Which lines of the records contain "jeans"? Collect every one of them.

[[ TASK INPUT open ]]

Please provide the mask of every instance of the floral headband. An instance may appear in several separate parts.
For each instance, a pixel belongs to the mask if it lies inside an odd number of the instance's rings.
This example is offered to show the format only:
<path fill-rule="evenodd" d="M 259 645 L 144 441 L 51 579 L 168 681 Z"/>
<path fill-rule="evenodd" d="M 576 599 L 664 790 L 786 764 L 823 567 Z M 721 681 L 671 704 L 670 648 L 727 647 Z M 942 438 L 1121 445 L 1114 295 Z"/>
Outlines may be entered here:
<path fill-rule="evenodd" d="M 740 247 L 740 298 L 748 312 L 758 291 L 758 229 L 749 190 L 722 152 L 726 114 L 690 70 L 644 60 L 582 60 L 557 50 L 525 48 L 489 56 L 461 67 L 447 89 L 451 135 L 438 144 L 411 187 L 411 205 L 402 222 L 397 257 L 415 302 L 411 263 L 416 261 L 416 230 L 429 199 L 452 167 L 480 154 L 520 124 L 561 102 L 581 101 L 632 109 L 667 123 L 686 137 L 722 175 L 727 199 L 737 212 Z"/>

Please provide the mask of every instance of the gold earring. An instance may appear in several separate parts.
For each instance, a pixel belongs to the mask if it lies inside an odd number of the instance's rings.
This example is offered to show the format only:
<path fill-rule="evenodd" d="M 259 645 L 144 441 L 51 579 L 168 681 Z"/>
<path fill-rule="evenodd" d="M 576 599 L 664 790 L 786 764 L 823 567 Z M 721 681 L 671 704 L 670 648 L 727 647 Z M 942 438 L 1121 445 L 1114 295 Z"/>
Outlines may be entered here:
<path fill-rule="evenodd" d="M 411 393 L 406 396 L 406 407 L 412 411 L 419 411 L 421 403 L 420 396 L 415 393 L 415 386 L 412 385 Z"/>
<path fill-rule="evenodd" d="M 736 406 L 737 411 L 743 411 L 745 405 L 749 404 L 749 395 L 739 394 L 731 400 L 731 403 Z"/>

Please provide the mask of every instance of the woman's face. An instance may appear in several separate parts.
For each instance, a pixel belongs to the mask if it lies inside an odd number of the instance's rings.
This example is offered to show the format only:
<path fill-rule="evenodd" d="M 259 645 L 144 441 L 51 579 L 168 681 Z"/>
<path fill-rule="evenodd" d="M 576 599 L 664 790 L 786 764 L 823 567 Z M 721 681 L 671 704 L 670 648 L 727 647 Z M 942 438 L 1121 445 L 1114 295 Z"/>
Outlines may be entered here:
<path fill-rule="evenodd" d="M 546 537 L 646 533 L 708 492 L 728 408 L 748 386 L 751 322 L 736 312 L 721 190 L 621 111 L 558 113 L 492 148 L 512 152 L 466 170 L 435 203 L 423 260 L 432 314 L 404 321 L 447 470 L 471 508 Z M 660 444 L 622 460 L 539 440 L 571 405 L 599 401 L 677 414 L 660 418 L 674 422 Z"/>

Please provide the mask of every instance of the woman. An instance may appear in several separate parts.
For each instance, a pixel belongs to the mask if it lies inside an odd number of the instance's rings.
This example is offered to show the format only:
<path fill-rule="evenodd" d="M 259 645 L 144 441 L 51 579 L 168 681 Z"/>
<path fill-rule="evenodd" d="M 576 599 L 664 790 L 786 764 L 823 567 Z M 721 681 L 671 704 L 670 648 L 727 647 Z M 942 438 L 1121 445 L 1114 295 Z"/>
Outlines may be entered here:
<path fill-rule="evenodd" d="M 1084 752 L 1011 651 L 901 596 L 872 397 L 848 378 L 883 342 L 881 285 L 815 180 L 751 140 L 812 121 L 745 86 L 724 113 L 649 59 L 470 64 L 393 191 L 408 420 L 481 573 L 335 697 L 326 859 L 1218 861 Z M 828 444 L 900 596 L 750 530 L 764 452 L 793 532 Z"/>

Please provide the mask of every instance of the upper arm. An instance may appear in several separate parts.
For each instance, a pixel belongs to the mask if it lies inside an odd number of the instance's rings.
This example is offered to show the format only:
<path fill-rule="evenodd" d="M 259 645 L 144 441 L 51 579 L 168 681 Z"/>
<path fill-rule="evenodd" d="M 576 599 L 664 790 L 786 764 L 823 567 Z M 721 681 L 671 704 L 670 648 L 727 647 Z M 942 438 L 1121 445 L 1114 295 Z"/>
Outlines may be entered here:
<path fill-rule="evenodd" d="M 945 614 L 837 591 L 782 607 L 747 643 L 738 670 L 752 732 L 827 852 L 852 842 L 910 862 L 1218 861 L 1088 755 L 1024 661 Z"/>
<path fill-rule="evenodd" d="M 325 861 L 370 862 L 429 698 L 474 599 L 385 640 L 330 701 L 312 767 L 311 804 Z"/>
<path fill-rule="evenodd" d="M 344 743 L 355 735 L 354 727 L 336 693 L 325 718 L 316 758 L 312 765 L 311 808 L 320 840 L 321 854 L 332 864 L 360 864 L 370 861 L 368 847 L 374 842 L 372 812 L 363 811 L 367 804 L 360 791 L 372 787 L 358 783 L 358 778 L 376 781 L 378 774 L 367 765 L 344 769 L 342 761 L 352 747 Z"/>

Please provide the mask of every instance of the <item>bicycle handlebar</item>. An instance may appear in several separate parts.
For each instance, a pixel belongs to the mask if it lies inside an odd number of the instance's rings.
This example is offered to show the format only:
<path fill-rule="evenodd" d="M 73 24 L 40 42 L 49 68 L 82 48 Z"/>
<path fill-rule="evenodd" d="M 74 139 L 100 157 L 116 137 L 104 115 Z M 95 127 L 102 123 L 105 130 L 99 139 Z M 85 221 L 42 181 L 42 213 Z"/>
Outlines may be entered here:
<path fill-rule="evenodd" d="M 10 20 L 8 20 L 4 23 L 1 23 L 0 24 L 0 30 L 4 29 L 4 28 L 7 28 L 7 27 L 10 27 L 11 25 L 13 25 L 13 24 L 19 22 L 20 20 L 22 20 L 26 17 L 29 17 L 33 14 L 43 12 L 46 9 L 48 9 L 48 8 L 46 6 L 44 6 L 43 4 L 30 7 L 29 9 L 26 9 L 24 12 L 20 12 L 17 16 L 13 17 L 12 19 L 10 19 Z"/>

[[ TASK INPUT closed ]]
[[ TASK INPUT open ]]

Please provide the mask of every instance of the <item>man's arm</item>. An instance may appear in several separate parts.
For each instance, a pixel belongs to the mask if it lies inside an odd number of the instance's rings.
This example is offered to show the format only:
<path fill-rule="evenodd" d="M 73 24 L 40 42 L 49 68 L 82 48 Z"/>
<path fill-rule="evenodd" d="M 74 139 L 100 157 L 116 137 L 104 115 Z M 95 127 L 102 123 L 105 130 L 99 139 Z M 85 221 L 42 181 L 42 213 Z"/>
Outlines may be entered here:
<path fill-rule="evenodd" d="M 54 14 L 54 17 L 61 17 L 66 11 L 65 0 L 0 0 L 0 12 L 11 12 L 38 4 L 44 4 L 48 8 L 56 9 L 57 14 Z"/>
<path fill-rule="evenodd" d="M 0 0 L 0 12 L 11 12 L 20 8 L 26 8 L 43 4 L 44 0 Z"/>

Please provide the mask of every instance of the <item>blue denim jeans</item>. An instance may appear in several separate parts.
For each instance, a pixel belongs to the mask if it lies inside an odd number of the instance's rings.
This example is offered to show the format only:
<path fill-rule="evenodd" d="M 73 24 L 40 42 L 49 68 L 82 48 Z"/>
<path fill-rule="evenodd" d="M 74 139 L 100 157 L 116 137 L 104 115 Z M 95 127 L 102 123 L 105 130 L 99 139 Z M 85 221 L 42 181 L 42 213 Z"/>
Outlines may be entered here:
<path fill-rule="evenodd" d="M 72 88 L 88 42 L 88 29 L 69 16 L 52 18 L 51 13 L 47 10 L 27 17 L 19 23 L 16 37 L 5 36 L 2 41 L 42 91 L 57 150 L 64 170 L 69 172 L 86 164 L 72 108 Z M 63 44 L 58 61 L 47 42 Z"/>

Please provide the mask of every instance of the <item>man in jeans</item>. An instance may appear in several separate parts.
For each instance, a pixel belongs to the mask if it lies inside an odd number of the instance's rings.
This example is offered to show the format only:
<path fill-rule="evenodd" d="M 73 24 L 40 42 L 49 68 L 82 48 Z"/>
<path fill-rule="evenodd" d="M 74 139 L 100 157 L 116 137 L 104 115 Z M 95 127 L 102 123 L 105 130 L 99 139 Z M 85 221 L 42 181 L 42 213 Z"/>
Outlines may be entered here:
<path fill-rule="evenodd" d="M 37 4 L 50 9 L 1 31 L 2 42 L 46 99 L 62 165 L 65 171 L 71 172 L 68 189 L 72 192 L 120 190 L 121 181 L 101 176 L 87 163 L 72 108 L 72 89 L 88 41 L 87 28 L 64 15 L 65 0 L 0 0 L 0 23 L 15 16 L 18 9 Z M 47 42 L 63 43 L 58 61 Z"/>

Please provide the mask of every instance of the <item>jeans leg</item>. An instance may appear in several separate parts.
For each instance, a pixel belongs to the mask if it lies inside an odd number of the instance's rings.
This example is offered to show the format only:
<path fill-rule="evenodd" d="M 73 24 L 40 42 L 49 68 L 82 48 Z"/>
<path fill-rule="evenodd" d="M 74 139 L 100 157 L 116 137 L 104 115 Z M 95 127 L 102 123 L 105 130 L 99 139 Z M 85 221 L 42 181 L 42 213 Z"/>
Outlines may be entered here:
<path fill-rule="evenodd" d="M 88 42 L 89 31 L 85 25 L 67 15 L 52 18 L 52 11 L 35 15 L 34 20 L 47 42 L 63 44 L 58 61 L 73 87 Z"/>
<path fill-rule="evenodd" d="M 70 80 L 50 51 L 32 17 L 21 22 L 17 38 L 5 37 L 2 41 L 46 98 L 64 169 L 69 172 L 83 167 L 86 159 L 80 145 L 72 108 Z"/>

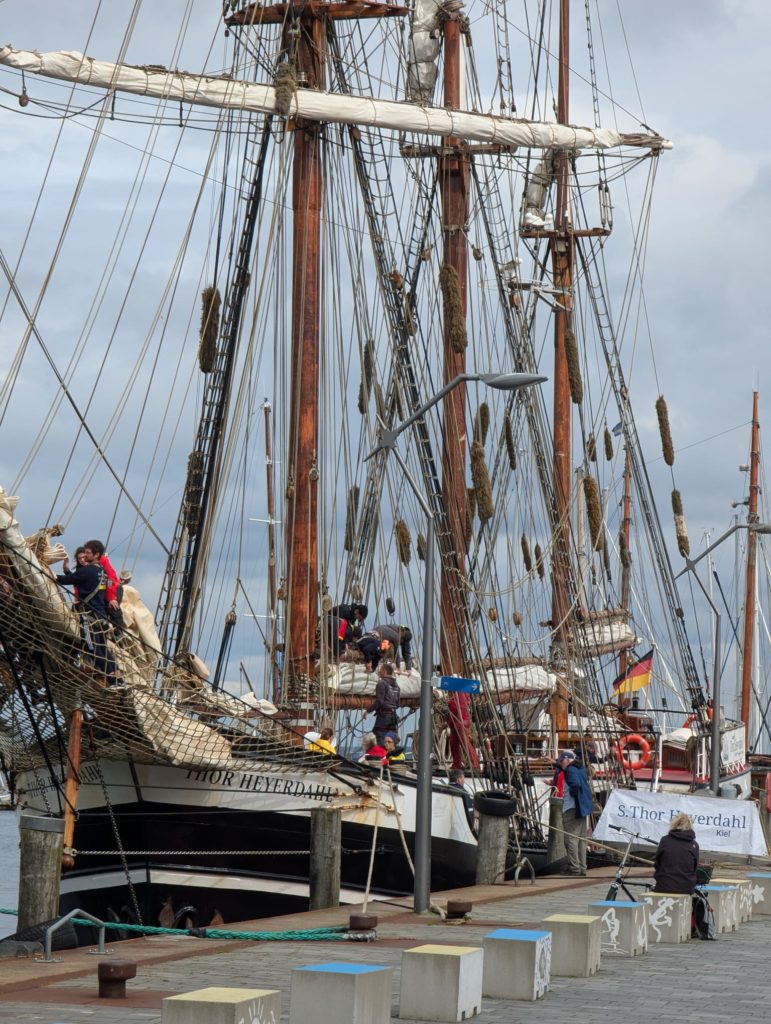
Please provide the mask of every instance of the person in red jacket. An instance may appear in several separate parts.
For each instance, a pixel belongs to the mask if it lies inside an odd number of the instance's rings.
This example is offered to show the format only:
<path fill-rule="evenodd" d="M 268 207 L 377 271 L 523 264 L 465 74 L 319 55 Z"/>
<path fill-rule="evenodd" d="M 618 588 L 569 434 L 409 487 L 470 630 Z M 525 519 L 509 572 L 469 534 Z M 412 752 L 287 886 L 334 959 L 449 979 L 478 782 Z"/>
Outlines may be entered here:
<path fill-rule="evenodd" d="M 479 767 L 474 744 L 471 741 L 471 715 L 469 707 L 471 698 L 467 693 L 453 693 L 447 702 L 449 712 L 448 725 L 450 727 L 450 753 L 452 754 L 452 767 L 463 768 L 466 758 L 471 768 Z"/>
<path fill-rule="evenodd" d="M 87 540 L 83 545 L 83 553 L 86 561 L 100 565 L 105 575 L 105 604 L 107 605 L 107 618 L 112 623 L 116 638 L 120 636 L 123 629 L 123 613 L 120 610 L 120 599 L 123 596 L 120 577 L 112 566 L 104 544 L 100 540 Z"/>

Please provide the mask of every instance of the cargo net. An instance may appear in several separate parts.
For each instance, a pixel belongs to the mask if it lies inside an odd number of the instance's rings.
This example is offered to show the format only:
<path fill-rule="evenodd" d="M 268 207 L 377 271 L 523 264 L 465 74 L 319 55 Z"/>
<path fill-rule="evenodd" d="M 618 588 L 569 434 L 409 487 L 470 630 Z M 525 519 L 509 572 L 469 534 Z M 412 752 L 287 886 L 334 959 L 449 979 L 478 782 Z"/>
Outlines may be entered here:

[[ TASK INPUT closed ]]

◆ EXERCISE ANSWER
Please provide the mask of every instance of the <item>blue denim jeans</item>. An instance may appear in several separate parts.
Please provide the mask of every instance of the <item>man in jeans</item>. An instance may appear in several separate parts.
Please provide the mask of every instance of the <item>jeans leg</item>. An instance may appear in several separate parts.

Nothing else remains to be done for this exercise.